TASK INPUT:
━━━━━━━━━━━━━━━━━━━━━━━━━━━━━━
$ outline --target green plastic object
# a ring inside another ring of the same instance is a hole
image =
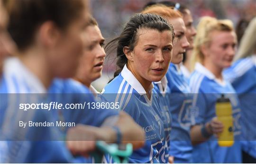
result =
[[[107,144],[104,141],[97,141],[96,150],[91,154],[95,159],[95,163],[101,163],[103,156],[109,154],[112,156],[114,162],[118,164],[128,163],[128,157],[132,153],[132,145]]]

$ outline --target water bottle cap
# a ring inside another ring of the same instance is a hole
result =
[[[229,100],[229,98],[225,98],[225,95],[224,94],[221,94],[221,97],[219,98],[217,100],[217,102],[230,102],[230,100]]]

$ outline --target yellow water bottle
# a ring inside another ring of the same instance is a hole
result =
[[[224,94],[217,99],[216,106],[218,120],[224,125],[223,131],[219,134],[219,145],[221,147],[231,147],[234,144],[233,117],[232,106],[229,98]]]

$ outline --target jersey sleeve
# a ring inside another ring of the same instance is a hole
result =
[[[204,123],[206,115],[206,99],[205,95],[199,91],[193,94],[192,106],[191,110],[191,124],[194,125]]]

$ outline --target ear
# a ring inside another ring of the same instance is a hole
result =
[[[55,47],[61,36],[61,32],[52,21],[44,23],[38,29],[37,40],[46,48]]]
[[[125,46],[123,48],[123,52],[124,52],[128,60],[133,61],[133,57],[134,55],[133,51],[131,51],[128,47]]]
━━━━━━━━━━━━━━━━━━━━━━━━━━━━━━
BRIEF:
Copy out all of the material above word for word, but omit the picture.

SOLUTION TO THIS PROBLEM:
$ outline --target green plastic object
# a ring inside another ring of the same instance is a hole
image =
result =
[[[107,144],[104,141],[97,141],[96,150],[91,154],[95,159],[95,163],[101,163],[103,156],[109,154],[112,156],[114,162],[118,164],[128,163],[128,157],[132,153],[132,145]]]

$ outline --target water bottle cap
# a ring inside another ring of the same instance is a hole
result =
[[[229,100],[229,98],[225,98],[225,95],[224,94],[221,94],[221,97],[219,98],[217,100],[217,102],[230,102],[230,100]]]

$ outline --target yellow water bottle
# a ring inside another ring of the same instance is a hole
result =
[[[224,94],[217,99],[216,106],[218,120],[224,125],[223,131],[219,134],[219,145],[221,147],[231,147],[234,144],[233,117],[232,106],[229,98]]]

$ outline --target jersey sleeve
# a ring inside another ring of the same instance is a hole
result =
[[[204,123],[206,115],[206,99],[205,95],[199,91],[193,94],[192,106],[191,110],[191,124],[194,125]]]

$ outline --target ear
# a ring inside another ring of the same instance is a hole
result =
[[[55,47],[61,36],[61,32],[52,21],[44,23],[38,29],[37,40],[46,48]]]
[[[125,46],[123,48],[123,52],[124,52],[128,60],[133,61],[133,57],[134,55],[133,51],[131,51],[128,47]]]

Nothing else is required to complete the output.